Text passage —
--
Document Number
25-75
Tax Type
BPOL Tax
Description
Administration: Appeal - Reconsideration, Jurisdiction
Topic
Appeals
Date Issued
06-04-2025

June 4, 2025

Re: Reconsideration Request
      Taxpayer: *****
      Locality Assessing Tax: County of *****
      Business Professional and Occupational License Tax

Dear *****:

This will reply to your letter in which you seek reconsideration of the Department’s notice of jurisdiction issued as Public Document (P.D.) 24-151 (11/14/2024).

The following determination is based on the facts presented to the Department summarized below. The Code of Virginia sections and regulations cited are available online at law.lis.virginia.gov. The public documents cited are available at tax.virginia.gov in the Laws, Rules, & Decisions section of the Department’s website.

FACTS

The County audited the Taxpayer’s BPOL returns for the 2019 through 2021 tax years and issued an assessment of additional BPOL tax for the 2019 tax year. By electronic mail in October 2023, the County requested that the Taxpayer confirm whether a telephone conversation in February 2023 was intended to be an appeal with respect to the 2019 assessment. The Taxpayer responded via electronic mail, confirming that it would like to proceed with the “informal internal appeal” concurrently with the open audit of the remaining tax years. 

Subsequently, the County issued a letter described as an “Audit Determination & Final Local Determination of Administrative Appeal.” The Taxpayer appealed the final determination with respect to the 2019 tax year to the Department, contending the County improperly denied its deductions for gross receipts attributable to business activities outside Virginia and for payments to an affiliated entity. In P.D. 24-151, the Department found that both parties failed to follow the local appeals process and determined that it did not have jurisdiction to consider the Taxpayer’s appeal. The County requests reconsideration, asserting that the result would be unfair to the Taxpayer because the statutory period to file an administrative appeal with the County expired in December 2023.

ANALYSIS

Virginia Code § 58.1-3703.1 6 a states that an appeal to the Department is to be treated as an application made pursuant to Virginia Code § 58.1-1821. Under Virginia’s regulation interpreting Virginia Code § 58.1-1821, the Department will accept a taxpayer’s request for reconsideration if one of four criteria is met. See Title 23 of the Virginia Administrative Code (VAC) 10-20-165 F. 

Because local business tax appeals are handled in the same manner as appeals filed under Virginia Code § 58.1­1821, the Department may review reconsideration requests of local business tax determinations. See, e.g., P.D. 12-171 (11/2/2012) and P.D. 18-22 (3/12/2018). In addition, the Department has previously addressed reconsideration requests related to notices of jurisdiction issued in local business tax determinations. See, e.g., P.D. 17-217 (12/22/2017) (reconsidering P.D. 17-81 (6/1/2017)) and P.D. 25-20 (2/13/2025) (reconsidering P.D. 24-25 (3/20/2024)).
--
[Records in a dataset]

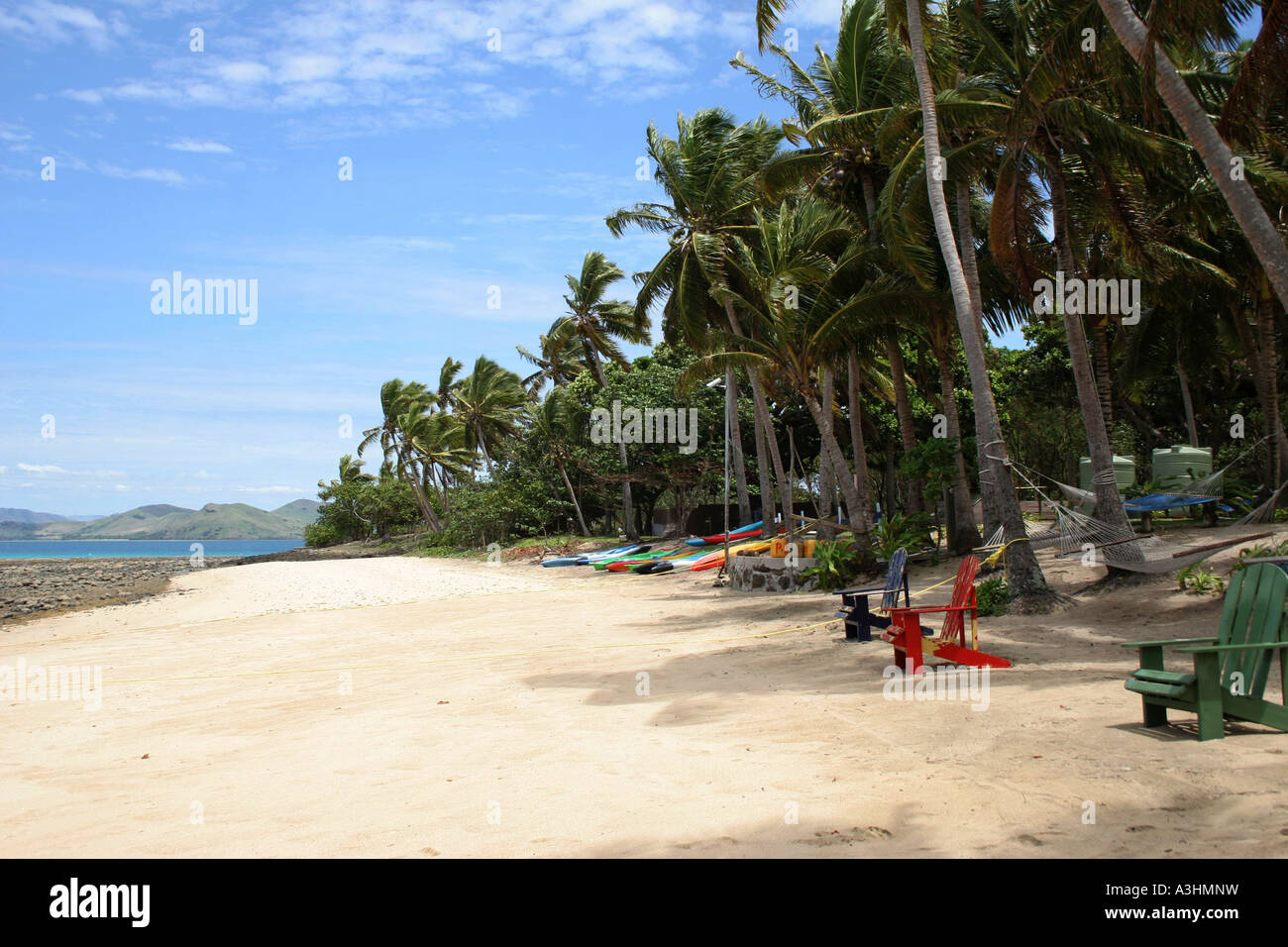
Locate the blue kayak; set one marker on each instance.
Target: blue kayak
(593, 557)
(719, 538)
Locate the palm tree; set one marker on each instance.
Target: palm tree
(552, 423)
(441, 446)
(840, 105)
(400, 405)
(599, 324)
(488, 403)
(1024, 575)
(807, 298)
(1144, 48)
(351, 472)
(709, 172)
(561, 359)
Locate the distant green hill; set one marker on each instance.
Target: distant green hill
(236, 521)
(301, 512)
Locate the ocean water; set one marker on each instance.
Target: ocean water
(138, 549)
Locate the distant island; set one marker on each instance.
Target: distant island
(235, 521)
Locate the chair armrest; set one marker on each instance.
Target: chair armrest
(922, 609)
(1164, 642)
(1211, 648)
(854, 591)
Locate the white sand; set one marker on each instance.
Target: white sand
(500, 711)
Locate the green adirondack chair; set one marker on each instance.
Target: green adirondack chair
(1232, 668)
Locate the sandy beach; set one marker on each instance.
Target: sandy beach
(419, 707)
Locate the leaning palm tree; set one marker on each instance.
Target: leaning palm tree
(711, 175)
(400, 403)
(809, 298)
(599, 325)
(488, 402)
(441, 446)
(561, 359)
(351, 474)
(550, 421)
(1142, 44)
(1024, 575)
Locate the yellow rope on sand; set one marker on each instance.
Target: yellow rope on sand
(1001, 552)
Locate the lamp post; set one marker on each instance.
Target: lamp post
(720, 382)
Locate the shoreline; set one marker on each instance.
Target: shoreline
(43, 587)
(415, 706)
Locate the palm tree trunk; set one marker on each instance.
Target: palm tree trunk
(903, 410)
(735, 457)
(572, 493)
(970, 269)
(410, 475)
(1252, 218)
(857, 442)
(1270, 369)
(767, 424)
(825, 480)
(1257, 365)
(855, 502)
(627, 501)
(964, 536)
(1104, 379)
(1022, 574)
(1186, 401)
(1109, 505)
(765, 441)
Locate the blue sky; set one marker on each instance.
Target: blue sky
(472, 167)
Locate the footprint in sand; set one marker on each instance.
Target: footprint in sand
(837, 838)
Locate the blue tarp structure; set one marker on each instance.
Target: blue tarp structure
(1157, 502)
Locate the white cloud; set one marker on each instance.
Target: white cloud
(54, 470)
(163, 175)
(380, 65)
(46, 21)
(200, 147)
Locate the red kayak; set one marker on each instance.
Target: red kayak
(733, 538)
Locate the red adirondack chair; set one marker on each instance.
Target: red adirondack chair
(910, 647)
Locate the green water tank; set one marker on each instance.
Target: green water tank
(1176, 466)
(1125, 472)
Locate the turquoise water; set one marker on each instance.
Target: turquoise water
(138, 549)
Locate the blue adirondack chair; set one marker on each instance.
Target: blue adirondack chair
(859, 618)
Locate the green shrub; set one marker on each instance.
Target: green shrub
(902, 531)
(1199, 581)
(836, 565)
(992, 596)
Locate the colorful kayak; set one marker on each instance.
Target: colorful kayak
(711, 560)
(630, 562)
(733, 535)
(593, 557)
(660, 566)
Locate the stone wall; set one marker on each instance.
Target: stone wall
(767, 574)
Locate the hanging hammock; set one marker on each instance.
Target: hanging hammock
(1122, 548)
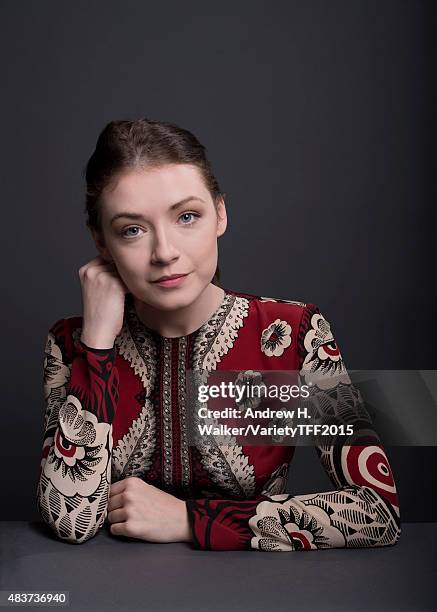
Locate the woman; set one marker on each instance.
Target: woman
(116, 441)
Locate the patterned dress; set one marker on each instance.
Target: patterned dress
(120, 412)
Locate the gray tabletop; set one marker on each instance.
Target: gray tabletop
(113, 573)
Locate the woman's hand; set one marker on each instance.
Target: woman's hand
(103, 295)
(140, 510)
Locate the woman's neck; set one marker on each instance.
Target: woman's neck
(183, 321)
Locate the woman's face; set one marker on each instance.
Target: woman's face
(147, 236)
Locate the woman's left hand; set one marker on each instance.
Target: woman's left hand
(140, 510)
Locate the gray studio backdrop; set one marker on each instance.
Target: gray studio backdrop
(317, 118)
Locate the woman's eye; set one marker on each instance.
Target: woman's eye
(189, 214)
(124, 232)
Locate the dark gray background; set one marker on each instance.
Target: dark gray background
(317, 118)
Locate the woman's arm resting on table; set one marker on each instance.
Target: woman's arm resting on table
(80, 401)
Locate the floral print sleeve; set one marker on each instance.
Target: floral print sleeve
(80, 392)
(362, 510)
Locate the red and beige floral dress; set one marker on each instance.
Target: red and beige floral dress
(120, 412)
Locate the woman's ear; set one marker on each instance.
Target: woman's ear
(222, 218)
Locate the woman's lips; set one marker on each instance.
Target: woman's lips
(171, 282)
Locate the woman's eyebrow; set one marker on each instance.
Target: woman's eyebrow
(138, 216)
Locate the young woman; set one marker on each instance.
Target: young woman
(116, 444)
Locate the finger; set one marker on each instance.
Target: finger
(117, 516)
(115, 501)
(118, 529)
(117, 487)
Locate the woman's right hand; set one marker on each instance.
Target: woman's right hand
(103, 296)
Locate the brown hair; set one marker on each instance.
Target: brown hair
(143, 143)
--
Goals —
1 > Please edit the listing from its first line through the line holding "(1157, 502)", inclusive, so that "marker" becomes "point" and all else stays unchanged. Return only those lines, leaving out any pictures.
2 > Resume the BPOL tax reconsideration letter from the point where it stops.
The BPOL tax reconsideration letter and the listing are separate, unrelated material.

Replies —
1 >
Locate the blue kayak; set one point on each instance.
Target: blue kayak
(593, 557)
(719, 538)
Locate the palm tree; set one point on each instance.
Target: palm tree
(552, 423)
(441, 446)
(840, 105)
(400, 405)
(599, 324)
(488, 403)
(1024, 575)
(807, 298)
(1144, 48)
(351, 472)
(709, 172)
(561, 359)
Locate the distant green hill; set one point on each instance.
Target: distant green hill
(236, 521)
(301, 512)
Locate the ocean water; set one point on each instance.
Target: ocean water
(138, 549)
Locate the distant island; set one point on each instance.
Target: distant island
(235, 521)
Locate the chair armrest; set one point on each instance.
Target: chair armrest
(922, 609)
(1164, 642)
(1211, 648)
(854, 591)
Locate the white sand; set one point on each instance.
Target: white sand
(500, 711)
Locate the green adirondack chair; set one point on each instance.
Target: green adirondack chair
(1232, 668)
Locate the sandy beach; set one point on each instance.
Target: sandy beach
(419, 707)
Locate the leaning palm tree; set one point on each instance.
Target: leaning palm tree
(711, 175)
(400, 403)
(809, 298)
(599, 325)
(488, 402)
(441, 446)
(561, 359)
(351, 474)
(550, 421)
(1142, 44)
(1024, 575)
Locate the yellow rope on sand; set one point on each instance.
Target: yellow rope on sand
(1001, 552)
Locate the lamp post; set one point on each instance.
Target: lamp post
(720, 382)
Locate the shoreline; set one point on each instance.
Target: shoreline
(43, 587)
(415, 706)
Locate the palm tree trunk; set one point on each instance.
Target: palm tree trunk
(903, 410)
(735, 457)
(572, 493)
(970, 269)
(410, 475)
(1252, 218)
(857, 442)
(1270, 369)
(767, 424)
(825, 480)
(1257, 365)
(855, 502)
(627, 501)
(964, 536)
(1104, 379)
(1022, 574)
(1186, 401)
(1109, 505)
(765, 441)
Locate the blue sky; set one point on each instance.
Target: blue sky
(472, 167)
Locate the footprint in sand; set one point on each instance.
Target: footprint in sand
(837, 838)
Locate the blue tarp structure; set one point on each instance.
Target: blue tarp structure
(1157, 502)

2 >
Title 23 of the Virginia Administrative Code (VAC) 10-20-165 F 1 provides that a taxpayer who disagrees with the Department’s final determination issued pursuant to Virginia Code § 58.1-1822 may request a reconsideration of the determination. In order to grant a request for reconsideration, the Department must receive the request no later than 45 days after the date of the determination letter, and a taxpayer must meet one of four specific requirements set forth in that section:

1. The facts upon which the original determination is based are misstated by the Tax Commissioner or are inaccurate, and the determination would have a different result based on a correction of the Tax Commissioner’s misstatement of the facts presented or a clarification of the original facts presented in the taxpayer’s administrative appeal; 

2. The law upon which the original determination is based has been changed by legislation, court decision, or other authority effective for the tax period(s) at issue;
 
3. The policy upon which the original determination is based is misapplied, and the determination would have a different result based on the application of the proper policy; or
 
4. The taxpayer has discovered additional evidence or documentation that was not available to the taxpayer at the time the original administrative appeal was filed with the Department, and the additional evidence or documentation could produce a result different from the original determination.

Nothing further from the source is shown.